- **Your objective**
Make an exact copy of the entries that come next.

- **Material for this task**
=== Section Start ===

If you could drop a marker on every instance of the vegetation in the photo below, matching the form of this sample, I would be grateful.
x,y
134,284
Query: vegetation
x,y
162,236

=== Section End ===

- **Response to the task**
If you could drop a marker on every instance of the vegetation in the photo below, matching the form of this sample, I would be grateful.
x,y
134,284
Query: vegetation
x,y
162,236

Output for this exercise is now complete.